Input data ▸

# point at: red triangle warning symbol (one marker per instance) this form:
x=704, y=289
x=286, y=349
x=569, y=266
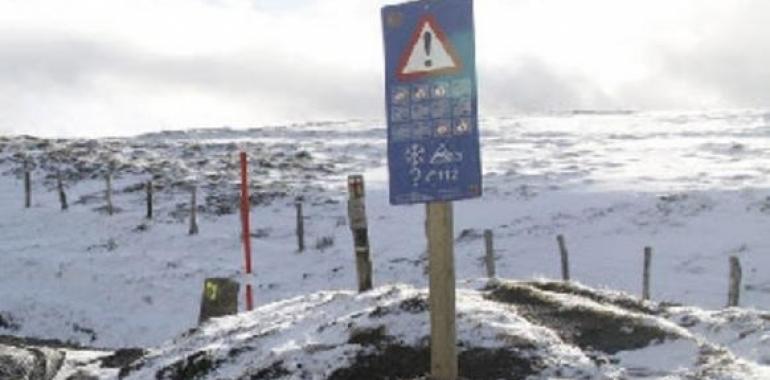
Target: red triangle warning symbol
x=428, y=53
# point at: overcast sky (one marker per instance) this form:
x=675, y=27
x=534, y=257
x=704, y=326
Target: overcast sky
x=117, y=67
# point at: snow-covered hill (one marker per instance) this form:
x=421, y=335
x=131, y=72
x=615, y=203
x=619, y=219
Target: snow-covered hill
x=506, y=330
x=694, y=186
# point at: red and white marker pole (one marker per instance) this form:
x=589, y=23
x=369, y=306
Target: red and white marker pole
x=245, y=205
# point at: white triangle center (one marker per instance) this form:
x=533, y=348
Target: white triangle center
x=428, y=54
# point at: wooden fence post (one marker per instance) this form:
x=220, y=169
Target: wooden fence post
x=149, y=199
x=110, y=209
x=27, y=185
x=734, y=294
x=360, y=229
x=443, y=330
x=300, y=225
x=490, y=253
x=194, y=211
x=62, y=195
x=564, y=258
x=646, y=273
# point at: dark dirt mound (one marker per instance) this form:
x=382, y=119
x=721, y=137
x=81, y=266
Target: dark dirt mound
x=588, y=327
x=387, y=359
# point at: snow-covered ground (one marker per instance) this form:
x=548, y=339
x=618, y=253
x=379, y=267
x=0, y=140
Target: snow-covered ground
x=694, y=186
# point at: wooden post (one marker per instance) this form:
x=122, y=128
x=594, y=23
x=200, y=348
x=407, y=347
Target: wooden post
x=490, y=253
x=62, y=195
x=194, y=211
x=564, y=258
x=220, y=298
x=110, y=209
x=360, y=229
x=300, y=226
x=246, y=233
x=443, y=334
x=149, y=199
x=27, y=185
x=646, y=273
x=734, y=294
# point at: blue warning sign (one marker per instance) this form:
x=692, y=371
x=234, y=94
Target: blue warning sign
x=433, y=136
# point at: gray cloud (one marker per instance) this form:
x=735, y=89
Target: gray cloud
x=535, y=86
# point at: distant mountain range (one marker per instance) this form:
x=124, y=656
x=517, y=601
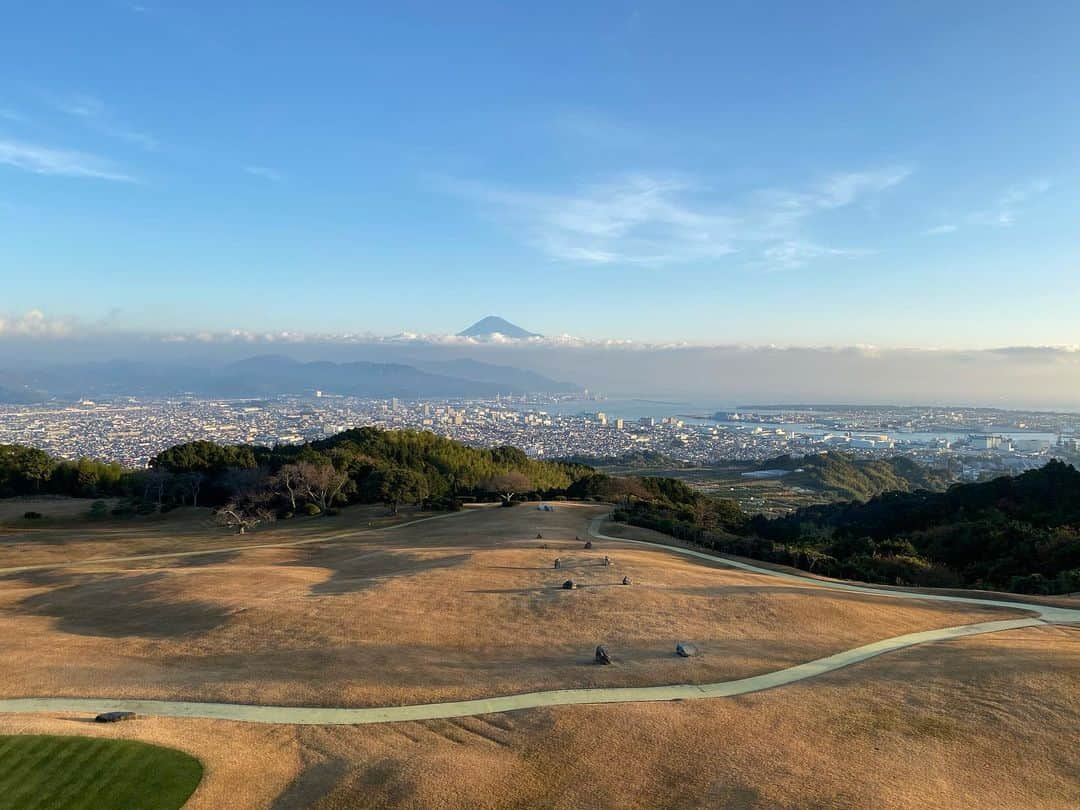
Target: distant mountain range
x=494, y=325
x=271, y=375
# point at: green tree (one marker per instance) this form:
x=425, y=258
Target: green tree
x=399, y=485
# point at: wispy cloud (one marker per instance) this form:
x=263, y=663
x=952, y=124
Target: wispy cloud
x=265, y=173
x=34, y=323
x=59, y=162
x=1001, y=214
x=655, y=220
x=93, y=112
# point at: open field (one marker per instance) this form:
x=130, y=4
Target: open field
x=50, y=771
x=67, y=536
x=470, y=606
x=463, y=607
x=983, y=721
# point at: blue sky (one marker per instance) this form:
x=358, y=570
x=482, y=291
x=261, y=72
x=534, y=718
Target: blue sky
x=785, y=173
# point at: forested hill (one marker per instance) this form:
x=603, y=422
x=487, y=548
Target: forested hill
x=1013, y=534
x=844, y=477
x=1048, y=498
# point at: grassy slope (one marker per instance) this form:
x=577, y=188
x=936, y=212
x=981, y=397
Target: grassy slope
x=62, y=772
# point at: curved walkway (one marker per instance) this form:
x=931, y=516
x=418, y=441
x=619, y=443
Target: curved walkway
x=302, y=715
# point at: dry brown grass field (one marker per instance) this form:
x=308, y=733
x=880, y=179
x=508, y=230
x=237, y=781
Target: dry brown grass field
x=471, y=606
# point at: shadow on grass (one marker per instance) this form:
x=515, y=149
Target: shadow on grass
x=119, y=606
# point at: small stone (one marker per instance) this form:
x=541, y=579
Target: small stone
x=115, y=716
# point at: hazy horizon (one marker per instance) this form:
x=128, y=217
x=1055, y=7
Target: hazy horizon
x=721, y=202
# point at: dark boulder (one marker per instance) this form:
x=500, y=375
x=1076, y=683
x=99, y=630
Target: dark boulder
x=115, y=716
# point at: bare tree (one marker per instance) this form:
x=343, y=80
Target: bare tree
x=190, y=484
x=154, y=484
x=242, y=516
x=509, y=484
x=247, y=507
x=321, y=483
x=291, y=478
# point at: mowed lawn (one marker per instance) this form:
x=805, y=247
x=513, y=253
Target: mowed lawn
x=61, y=772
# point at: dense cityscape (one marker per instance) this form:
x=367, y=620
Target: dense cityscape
x=970, y=442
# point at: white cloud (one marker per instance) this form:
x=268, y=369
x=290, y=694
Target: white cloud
x=664, y=219
x=93, y=112
x=794, y=254
x=58, y=162
x=34, y=323
x=1002, y=213
x=266, y=173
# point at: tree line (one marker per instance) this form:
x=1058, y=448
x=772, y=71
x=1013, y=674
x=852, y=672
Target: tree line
x=1017, y=534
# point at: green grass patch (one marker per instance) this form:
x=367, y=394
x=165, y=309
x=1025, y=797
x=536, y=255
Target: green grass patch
x=62, y=772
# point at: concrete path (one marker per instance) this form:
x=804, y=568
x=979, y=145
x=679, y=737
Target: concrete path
x=301, y=715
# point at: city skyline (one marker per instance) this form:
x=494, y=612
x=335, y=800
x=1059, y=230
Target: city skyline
x=832, y=177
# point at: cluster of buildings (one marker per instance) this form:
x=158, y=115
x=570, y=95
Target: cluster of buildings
x=132, y=431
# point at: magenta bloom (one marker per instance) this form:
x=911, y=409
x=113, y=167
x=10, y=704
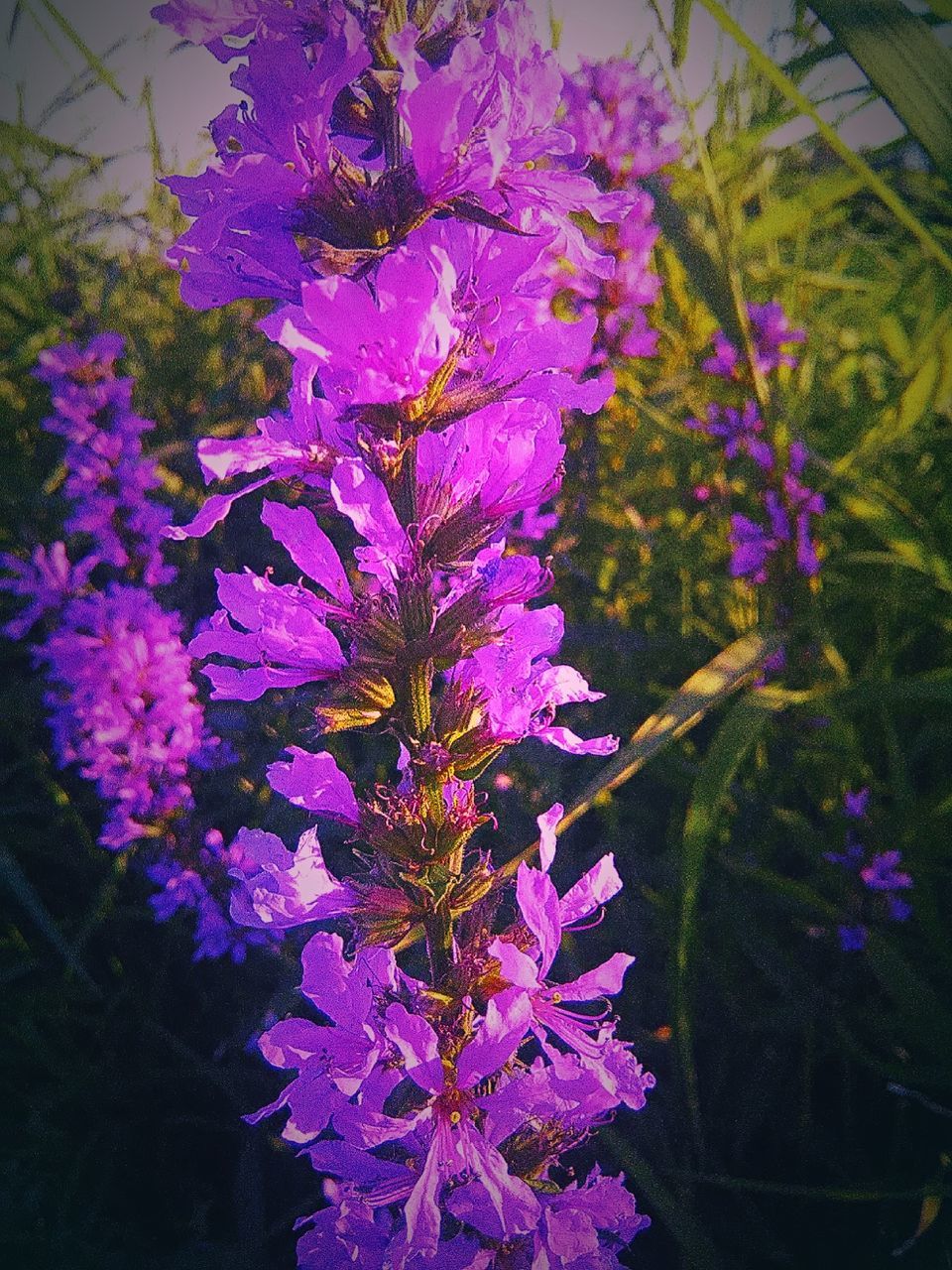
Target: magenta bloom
x=123, y=706
x=318, y=177
x=619, y=117
x=520, y=689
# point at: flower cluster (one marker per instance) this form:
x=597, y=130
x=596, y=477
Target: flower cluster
x=780, y=539
x=620, y=118
x=879, y=871
x=398, y=182
x=122, y=705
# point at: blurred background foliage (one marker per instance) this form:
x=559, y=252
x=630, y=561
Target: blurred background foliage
x=803, y=1107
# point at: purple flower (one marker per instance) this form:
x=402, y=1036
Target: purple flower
x=771, y=331
x=335, y=164
x=48, y=580
x=278, y=888
x=457, y=1147
x=881, y=873
x=518, y=690
x=739, y=431
x=123, y=706
x=751, y=549
x=856, y=803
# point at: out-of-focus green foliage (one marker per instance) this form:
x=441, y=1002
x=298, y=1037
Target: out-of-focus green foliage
x=779, y=1128
x=803, y=1107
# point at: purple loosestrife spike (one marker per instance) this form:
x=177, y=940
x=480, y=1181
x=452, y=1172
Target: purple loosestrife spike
x=856, y=803
x=354, y=139
x=617, y=117
x=123, y=707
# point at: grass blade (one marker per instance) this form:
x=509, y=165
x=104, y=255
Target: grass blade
x=706, y=689
x=679, y=31
x=95, y=64
x=904, y=63
x=726, y=752
x=874, y=182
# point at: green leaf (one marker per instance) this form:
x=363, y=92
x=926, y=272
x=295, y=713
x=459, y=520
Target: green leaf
x=726, y=752
x=16, y=137
x=95, y=64
x=901, y=538
x=785, y=85
x=688, y=1233
x=679, y=30
x=904, y=62
x=788, y=216
x=703, y=270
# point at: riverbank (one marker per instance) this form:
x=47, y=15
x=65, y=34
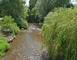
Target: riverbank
x=26, y=45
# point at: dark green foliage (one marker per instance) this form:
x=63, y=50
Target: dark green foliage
x=60, y=34
x=45, y=6
x=32, y=12
x=21, y=23
x=4, y=46
x=15, y=8
x=8, y=24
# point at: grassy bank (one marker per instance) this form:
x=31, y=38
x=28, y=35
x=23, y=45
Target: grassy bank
x=60, y=34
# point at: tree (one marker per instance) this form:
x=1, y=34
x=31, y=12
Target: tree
x=32, y=12
x=45, y=6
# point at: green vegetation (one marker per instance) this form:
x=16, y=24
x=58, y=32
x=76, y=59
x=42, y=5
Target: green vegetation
x=14, y=13
x=60, y=33
x=4, y=46
x=9, y=24
x=22, y=23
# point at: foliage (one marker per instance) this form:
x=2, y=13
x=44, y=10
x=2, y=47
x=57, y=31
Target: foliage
x=45, y=6
x=8, y=24
x=21, y=23
x=32, y=12
x=60, y=34
x=4, y=46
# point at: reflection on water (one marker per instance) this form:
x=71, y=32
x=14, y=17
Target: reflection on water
x=26, y=46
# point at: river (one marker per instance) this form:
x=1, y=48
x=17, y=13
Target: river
x=27, y=45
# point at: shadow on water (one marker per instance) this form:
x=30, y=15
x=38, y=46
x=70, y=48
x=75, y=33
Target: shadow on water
x=27, y=45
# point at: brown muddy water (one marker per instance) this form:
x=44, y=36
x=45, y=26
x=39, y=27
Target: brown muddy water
x=27, y=45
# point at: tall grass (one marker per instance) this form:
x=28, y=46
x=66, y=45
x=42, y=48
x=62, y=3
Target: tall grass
x=4, y=46
x=60, y=34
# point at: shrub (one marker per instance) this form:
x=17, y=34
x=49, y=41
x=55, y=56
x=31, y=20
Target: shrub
x=21, y=23
x=8, y=24
x=60, y=34
x=4, y=46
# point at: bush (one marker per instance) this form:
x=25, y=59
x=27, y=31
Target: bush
x=8, y=24
x=60, y=34
x=4, y=46
x=21, y=23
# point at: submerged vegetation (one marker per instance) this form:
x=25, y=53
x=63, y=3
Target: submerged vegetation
x=60, y=33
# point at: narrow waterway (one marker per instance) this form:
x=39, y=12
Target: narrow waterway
x=27, y=45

Task description ▸ Scan the listing above for the line that has "Target: red triangle warning symbol", then copy exactly from that line through the line that has "x=407, y=347".

Your solution ▸
Target: red triangle warning symbol
x=428, y=53
# point at: overcast sky (one marker per instance) this form:
x=675, y=27
x=534, y=257
x=704, y=326
Target: overcast sky
x=117, y=67
# point at: snow-covered hill (one marker per instance) this form:
x=421, y=335
x=131, y=72
x=615, y=203
x=619, y=219
Target: snow-covered hill
x=506, y=330
x=694, y=186
# point at: red and white marker pole (one marker per instance) this form:
x=589, y=23
x=369, y=306
Target: red and white marker pole
x=245, y=205
# point at: white triangle center (one marker per instance) this form:
x=533, y=348
Target: white triangle center
x=428, y=54
# point at: wooden fence post (one marker per instance) this form:
x=220, y=169
Target: wooden fence post
x=149, y=199
x=110, y=209
x=27, y=185
x=734, y=294
x=360, y=229
x=443, y=330
x=300, y=225
x=490, y=253
x=194, y=211
x=62, y=195
x=564, y=258
x=646, y=273
# point at: dark dirt mound (one marker per instance) this form:
x=382, y=119
x=721, y=137
x=81, y=266
Target: dark dirt mound
x=588, y=327
x=387, y=359
# point at: snow-covered ground (one marker per instance) this form:
x=548, y=339
x=618, y=253
x=379, y=267
x=0, y=140
Target: snow-covered ground
x=694, y=186
# point at: wooden post (one marker per instance) this form:
x=122, y=128
x=594, y=23
x=200, y=348
x=407, y=347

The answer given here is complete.